Seçilen bölüm.

◇ ◇ ◇ ◇ ◇ ◇ ◇

Bank Asya operasyonunda dikkat çeken skandal

Zaman Gazetesi ekonomi yazarı Turhan Bozkurt, Bank Asya'ya yapılan müdahalede elinde imtiyazlı hisse bulunduran ve belgeleri teslim etmemekte direnen iki isme sert sözler sarfetti.

Bank Asya operasyonunda dikkat çeken skandal

İşte Turhan Bozkurt'un dikkat çeken o yazısı:

Faizsiz bankacılığın lideri konumundaki Bank Asya’nın Genel Müdürlük binasını 3 Şubat akşamı işgal eden Bankacılık Düzenleme ve Denetleme Kurumu (BDDK) ile Tasarruf Mevduatı Sigorta Fonu, Bankacılık Kanunu’nun 18/5. maddesine atıf yapsa da bu tam bir hukuk rezaleti. 18/5 ile herhangi bir bankanın yönetim hakkının TMSF’ye geçmeyeceğini bilmekten aciz üst kurulların ekonomiye çıkardıkları faturanın hesabı yine yargıda sorulacak. Bu rezalete elinde imtiyazlı hisse bulunduran Abdulkadir Konukoğlu ve Mehmet Torun’un bir şekilde ortak olması dikkatten kaçmıyor.

Her ortak evrakı temin edip teslim ederken yüzde 5,58 gibi yüksek bir imtiyazlı hisseye sahip Konukoğlu niye oralı olmaz! Konukoğlu evrakı geciktirerek öteki 182 ortakla beraber kendi sermayesini de gasp etmeye çalışanların Bank Asya’da işgalci olarak kalmasını içine nasıl sindiriyor? Sanko gibi muteber bir holdingin yönetim kurulu başkanlığı yapan birinin müflis olmadığını ispatta müşkülata düşeceğine ihtimal dahi vermem. Zift medyasına verdiği, “Zaten ortak olmak istemiyordum. Satılığa çıkardım. Alan olmadı.” beyanatını ekonomiden olmayan kalemşorlara yutturmuş olabilir. Lakin adama sormazlar mı? “Bu kadar imtiyazlı (A Grubu) hisse 19 senedir sizde değil miydi? Ne vakit KAP’a böyle bir satış beyanında bulundunuz? Şu anda BDDK’nın hukuku çiğneyerek hiçbir hisse devrine izin vermediğini bildiğiniz halde ‘alan olsa satarım’ kurnazlığınıza kim inanır?” Ticaretin bir ahlakı vardır. Bunu en iyi Konukoğlu bilir. Konukoğlu, ticari ahlaka riayet etmeyen ve enerji ihalelerinden ötürü iktidara minnet borcunu ödeyeyim derken masum insanları töhmet altında bırakanlara ticaret erbabı arasında hangi lakabın verildiğini de çok iyi bilir. Sözün tamamı aptala söylenir.

◇ ◇ ◇ ◇ ◇ ◇ ◇

Nesne konumlarıyla ilgili veri seti kayıtları:
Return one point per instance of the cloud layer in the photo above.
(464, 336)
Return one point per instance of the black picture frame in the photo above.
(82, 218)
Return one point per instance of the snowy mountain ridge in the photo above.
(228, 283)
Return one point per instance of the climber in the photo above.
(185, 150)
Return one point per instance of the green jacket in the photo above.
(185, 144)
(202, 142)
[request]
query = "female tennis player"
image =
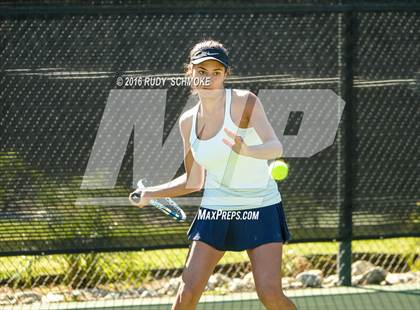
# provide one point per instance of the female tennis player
(227, 143)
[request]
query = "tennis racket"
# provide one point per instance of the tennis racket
(166, 205)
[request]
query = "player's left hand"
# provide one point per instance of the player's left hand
(238, 146)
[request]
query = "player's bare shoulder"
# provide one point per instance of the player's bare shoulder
(185, 123)
(239, 100)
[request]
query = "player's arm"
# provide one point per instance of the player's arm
(191, 181)
(254, 116)
(271, 146)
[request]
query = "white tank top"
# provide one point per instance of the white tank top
(233, 182)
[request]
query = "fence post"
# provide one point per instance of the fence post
(347, 54)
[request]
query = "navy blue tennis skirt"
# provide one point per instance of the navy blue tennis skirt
(240, 230)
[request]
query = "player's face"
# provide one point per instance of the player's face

◇ ◇ ◇ ◇ ◇ ◇ ◇

Görevler.
[1] Bank Asya yazısında adı geçen bütün kişileri sırala.
[2] Bank Asya yazısını son cümlesinden sonra sürdür.

Görev sonuçları.
[1] Turhan Bozkurt, Abdulkadir Konukoğlu, Mehmet Torun

[2]
Konukoğlu, rüzgârı erken koklar. Manevra kabiliyeti ile meşhurdur. Yoksa 2001’deki EGS Bank operasyonunu yapabilir miydi? 350 milyon dolara fona devredilen EGS Bank’ın hâkim hissedarı olarak Konukoğlu’ndan devlet 1 kuruş tahsil edemedi. Batık banka patronları, ceketine kadar sattı. Konukoğlu, Ankara’da dönemin BDDK Başkanı Engin Akçakoca ile irtibatı sayesinde batıktan zengin çıkmayı başardı. BDDK, bankaya el koymadan 5 gün evvel EGS Bank’taki Konukoğlu’na ait hisse senetlerinin EGS Holding’e devrine izin verdi. Konukoğlu daha sonra bu hisseleri nakde çevirdi. 350 milyon dolar batığı millet karşılarken Konukoğlu İstanbul Yeşilköy’deki EGS binalarını (bugünkü adıyla Dünya Ticaret Merkezi) TMSF’den kaçırdı.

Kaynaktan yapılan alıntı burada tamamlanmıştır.